DATA SUPPLIED:
'''
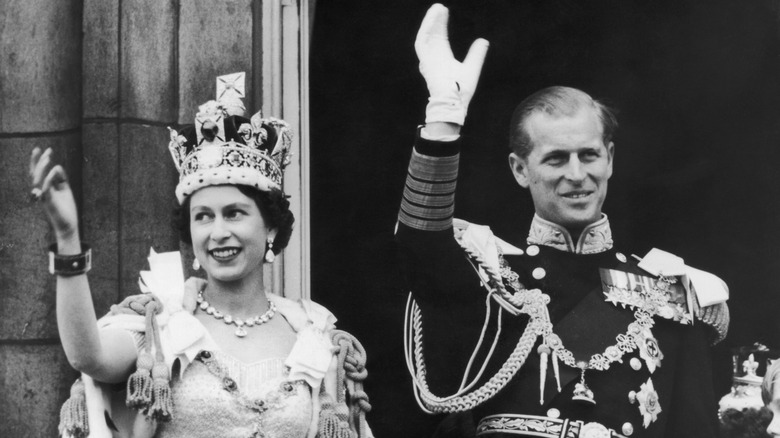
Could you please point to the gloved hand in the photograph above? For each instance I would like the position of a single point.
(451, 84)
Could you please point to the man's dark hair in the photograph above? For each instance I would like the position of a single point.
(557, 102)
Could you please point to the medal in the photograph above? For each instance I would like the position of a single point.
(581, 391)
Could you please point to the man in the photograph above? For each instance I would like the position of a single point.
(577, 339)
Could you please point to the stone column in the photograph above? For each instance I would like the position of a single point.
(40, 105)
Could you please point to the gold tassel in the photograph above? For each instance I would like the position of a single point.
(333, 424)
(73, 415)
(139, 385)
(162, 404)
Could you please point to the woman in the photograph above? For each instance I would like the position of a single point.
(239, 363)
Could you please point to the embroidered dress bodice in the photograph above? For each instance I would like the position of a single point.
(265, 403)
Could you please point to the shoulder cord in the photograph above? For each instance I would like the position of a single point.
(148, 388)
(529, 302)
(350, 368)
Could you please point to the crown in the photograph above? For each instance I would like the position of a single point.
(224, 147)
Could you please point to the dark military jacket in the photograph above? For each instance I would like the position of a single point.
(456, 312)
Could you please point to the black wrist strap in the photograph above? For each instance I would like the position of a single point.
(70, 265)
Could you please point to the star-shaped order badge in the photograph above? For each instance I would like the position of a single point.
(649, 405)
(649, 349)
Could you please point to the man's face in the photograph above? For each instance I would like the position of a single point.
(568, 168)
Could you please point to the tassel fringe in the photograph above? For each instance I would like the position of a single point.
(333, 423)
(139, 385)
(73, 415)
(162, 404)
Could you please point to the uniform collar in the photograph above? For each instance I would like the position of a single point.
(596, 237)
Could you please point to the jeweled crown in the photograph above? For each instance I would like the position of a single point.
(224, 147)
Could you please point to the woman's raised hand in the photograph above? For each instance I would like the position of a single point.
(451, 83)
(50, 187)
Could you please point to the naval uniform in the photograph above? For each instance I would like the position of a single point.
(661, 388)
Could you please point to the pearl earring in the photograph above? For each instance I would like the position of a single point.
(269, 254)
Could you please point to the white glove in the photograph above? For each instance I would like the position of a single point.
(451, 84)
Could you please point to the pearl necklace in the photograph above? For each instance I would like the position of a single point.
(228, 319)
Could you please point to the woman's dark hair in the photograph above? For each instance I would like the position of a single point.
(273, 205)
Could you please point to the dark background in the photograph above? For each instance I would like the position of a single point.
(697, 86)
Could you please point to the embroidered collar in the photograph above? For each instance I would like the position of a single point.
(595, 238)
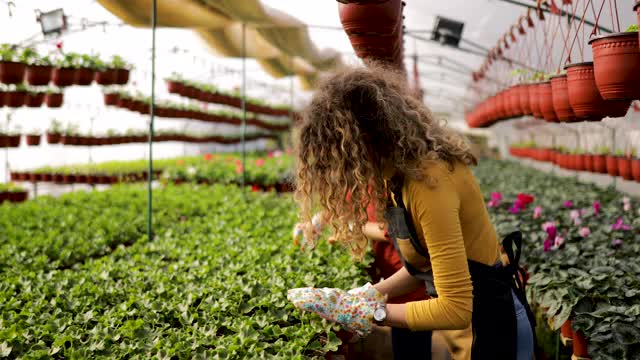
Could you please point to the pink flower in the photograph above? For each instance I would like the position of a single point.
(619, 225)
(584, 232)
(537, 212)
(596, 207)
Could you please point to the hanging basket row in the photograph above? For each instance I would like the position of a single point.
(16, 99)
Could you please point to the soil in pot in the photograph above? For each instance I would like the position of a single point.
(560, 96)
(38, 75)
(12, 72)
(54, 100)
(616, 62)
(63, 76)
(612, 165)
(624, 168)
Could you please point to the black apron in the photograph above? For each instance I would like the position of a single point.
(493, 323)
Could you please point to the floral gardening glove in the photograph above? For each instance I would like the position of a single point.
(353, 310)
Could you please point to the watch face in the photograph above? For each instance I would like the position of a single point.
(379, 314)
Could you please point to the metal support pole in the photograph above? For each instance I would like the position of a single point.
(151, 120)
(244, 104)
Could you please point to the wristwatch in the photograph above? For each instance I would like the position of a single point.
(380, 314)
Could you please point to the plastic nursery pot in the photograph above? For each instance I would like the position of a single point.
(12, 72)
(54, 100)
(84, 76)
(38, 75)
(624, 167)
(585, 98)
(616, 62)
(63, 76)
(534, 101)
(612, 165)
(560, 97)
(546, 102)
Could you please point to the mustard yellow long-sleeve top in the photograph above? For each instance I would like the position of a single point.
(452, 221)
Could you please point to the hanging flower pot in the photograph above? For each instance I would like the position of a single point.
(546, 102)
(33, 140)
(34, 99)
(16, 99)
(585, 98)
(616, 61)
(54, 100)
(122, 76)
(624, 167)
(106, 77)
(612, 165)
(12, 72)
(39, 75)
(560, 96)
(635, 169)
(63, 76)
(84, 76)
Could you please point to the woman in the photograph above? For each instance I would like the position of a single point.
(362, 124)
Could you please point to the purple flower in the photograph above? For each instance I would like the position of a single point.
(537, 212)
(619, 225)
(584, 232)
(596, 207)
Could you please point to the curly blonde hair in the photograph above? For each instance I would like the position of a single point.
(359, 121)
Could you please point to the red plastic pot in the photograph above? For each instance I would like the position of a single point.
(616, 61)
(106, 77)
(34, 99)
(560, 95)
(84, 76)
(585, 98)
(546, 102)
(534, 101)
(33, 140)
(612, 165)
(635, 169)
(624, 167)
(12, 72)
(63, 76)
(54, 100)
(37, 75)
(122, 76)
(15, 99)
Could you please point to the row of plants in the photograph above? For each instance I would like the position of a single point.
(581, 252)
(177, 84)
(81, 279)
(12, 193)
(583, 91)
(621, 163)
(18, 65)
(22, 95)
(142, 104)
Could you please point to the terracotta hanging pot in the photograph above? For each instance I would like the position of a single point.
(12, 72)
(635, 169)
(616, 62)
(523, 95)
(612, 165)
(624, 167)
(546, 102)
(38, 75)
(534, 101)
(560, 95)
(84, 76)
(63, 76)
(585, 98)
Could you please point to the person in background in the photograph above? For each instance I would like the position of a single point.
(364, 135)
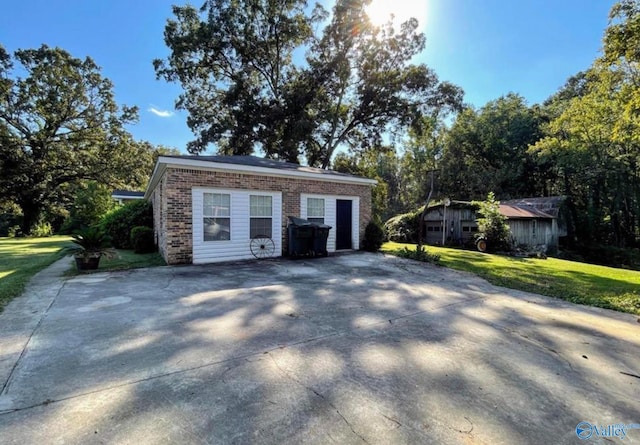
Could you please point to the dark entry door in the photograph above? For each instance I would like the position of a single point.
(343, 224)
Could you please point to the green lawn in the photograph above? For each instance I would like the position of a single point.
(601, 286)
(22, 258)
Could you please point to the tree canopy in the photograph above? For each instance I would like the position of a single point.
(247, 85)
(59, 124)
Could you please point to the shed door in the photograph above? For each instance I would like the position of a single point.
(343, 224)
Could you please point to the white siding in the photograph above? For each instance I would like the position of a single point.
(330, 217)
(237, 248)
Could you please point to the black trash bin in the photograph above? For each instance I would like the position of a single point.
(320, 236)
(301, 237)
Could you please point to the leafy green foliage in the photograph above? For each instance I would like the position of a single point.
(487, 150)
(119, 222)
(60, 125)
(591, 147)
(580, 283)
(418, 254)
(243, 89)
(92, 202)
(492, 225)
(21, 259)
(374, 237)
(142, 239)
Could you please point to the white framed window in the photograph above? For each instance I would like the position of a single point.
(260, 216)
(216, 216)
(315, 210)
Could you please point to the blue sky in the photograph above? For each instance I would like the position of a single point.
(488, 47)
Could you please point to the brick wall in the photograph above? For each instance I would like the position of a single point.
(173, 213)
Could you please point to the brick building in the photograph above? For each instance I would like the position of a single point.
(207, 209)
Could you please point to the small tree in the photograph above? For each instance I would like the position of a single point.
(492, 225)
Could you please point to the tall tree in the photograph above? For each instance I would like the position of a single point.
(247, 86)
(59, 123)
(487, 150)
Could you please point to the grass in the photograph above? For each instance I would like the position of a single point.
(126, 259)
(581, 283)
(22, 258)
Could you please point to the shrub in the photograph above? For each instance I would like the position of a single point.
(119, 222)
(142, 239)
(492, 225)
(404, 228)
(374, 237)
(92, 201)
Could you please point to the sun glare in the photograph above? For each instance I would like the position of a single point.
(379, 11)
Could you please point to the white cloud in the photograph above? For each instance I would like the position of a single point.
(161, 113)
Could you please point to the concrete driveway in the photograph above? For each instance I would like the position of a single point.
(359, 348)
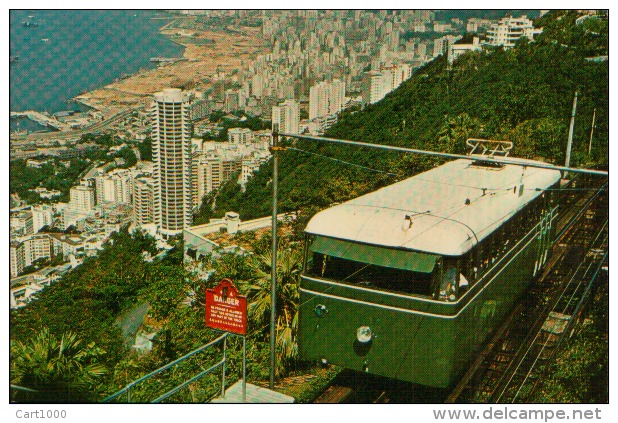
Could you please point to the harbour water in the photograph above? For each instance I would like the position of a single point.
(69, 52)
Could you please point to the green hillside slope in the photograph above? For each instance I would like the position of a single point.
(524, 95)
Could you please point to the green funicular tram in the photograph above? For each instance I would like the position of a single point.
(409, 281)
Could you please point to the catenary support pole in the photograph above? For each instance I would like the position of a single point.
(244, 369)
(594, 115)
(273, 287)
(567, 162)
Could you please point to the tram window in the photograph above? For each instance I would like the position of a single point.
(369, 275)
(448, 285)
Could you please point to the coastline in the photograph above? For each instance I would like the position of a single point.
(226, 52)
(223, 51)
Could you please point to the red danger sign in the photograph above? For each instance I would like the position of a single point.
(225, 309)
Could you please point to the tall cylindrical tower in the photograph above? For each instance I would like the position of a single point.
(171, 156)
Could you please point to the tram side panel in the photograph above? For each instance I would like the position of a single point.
'''
'''
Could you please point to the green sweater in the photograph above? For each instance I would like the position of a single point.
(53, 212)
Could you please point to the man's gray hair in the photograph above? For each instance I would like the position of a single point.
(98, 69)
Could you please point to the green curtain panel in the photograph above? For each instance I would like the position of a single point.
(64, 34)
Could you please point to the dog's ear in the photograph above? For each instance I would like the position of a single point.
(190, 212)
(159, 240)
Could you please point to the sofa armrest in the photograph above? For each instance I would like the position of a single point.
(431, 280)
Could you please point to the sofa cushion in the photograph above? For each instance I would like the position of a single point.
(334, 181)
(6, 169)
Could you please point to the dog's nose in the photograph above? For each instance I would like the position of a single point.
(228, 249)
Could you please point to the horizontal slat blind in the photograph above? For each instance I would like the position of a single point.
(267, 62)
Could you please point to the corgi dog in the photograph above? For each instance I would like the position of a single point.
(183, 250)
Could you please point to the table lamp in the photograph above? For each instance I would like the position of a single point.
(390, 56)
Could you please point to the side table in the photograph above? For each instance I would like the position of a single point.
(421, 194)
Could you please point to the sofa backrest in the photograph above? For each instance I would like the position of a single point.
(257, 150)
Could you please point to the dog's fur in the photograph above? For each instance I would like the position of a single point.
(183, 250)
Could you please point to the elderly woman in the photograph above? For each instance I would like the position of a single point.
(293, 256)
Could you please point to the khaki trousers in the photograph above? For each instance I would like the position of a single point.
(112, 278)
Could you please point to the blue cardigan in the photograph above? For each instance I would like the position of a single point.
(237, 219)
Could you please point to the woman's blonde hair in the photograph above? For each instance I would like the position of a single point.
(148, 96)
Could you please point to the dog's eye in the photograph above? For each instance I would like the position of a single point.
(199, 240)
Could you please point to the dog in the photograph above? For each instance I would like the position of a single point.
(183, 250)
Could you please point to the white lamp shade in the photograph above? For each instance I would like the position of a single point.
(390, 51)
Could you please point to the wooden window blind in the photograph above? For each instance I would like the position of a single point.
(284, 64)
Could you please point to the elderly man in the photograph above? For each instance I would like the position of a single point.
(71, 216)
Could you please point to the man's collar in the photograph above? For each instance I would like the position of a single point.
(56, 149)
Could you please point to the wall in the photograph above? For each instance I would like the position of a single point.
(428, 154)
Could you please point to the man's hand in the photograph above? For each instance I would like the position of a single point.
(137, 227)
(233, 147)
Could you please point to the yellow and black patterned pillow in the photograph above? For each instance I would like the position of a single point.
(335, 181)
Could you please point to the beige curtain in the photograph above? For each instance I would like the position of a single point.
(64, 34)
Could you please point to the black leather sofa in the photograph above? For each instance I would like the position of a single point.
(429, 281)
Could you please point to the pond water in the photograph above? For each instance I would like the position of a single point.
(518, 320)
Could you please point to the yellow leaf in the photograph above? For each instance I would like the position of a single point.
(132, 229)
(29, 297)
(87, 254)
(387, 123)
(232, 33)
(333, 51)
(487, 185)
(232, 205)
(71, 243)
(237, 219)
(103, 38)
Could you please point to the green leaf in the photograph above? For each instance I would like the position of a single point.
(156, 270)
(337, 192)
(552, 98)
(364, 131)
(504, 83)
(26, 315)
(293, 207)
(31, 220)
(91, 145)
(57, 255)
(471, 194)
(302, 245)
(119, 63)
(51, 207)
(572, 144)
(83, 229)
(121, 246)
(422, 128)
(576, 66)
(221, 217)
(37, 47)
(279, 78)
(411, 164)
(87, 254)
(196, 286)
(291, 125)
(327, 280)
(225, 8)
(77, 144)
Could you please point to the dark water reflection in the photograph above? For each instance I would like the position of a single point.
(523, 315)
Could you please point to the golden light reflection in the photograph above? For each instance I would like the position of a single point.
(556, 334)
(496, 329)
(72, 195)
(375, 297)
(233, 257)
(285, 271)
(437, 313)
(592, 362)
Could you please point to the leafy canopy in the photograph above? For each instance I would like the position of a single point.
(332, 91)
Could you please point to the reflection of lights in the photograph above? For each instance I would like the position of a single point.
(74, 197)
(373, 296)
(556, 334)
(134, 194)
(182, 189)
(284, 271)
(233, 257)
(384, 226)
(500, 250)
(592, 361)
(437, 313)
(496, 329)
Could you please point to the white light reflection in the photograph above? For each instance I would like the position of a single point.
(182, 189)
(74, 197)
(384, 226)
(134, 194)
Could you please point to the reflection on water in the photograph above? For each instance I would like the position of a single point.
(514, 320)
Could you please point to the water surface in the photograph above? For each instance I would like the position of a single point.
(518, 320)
'''
WHAT IS NEEDED: Copy only these lines from the records above, exactly: the one with "Could you please point to the white cloud", the one with "Could you please point to the tram side", and those between. Skip the pictures.

EXERCISE ANSWER:
Could you please point to the white cloud in the photograph above? For each instance I would like the position of a single point.
(161, 113)
Could you please point to the concrete driveway in the photograph above? For each instance I would like the position of a single point.
(359, 348)
Could you please point to the harbour water in the photograph above? For each instance I would like the position of a single point.
(69, 52)
Could you please point to the green hillside slope in the photograph above? For each instance I would like the position of a single point.
(524, 95)
Could you please point to the green funicular tram in the photograph above? For each instance I would like the position of a single point.
(409, 281)
Could you please point to the catenary support pole in the photograph above? For each instance I would like the position of a single point.
(244, 369)
(594, 115)
(273, 287)
(567, 162)
Could you please point to the tram window in the photograph above? For each instance I would like the position of a single point.
(369, 275)
(448, 285)
Could you please point to the coastline in the photograph above? For each instance I would like the position of a single point.
(226, 52)
(223, 51)
Could you please point to the red danger sign in the photograph above? For each instance I would like the position of a single point.
(225, 309)
Could you please point to the tall cylindrical tower in the photograph above? For each instance I would like the position of a single point.
(171, 156)
Could you please point to the tram side panel in the photograph above? For each instance I would like the position of a single point.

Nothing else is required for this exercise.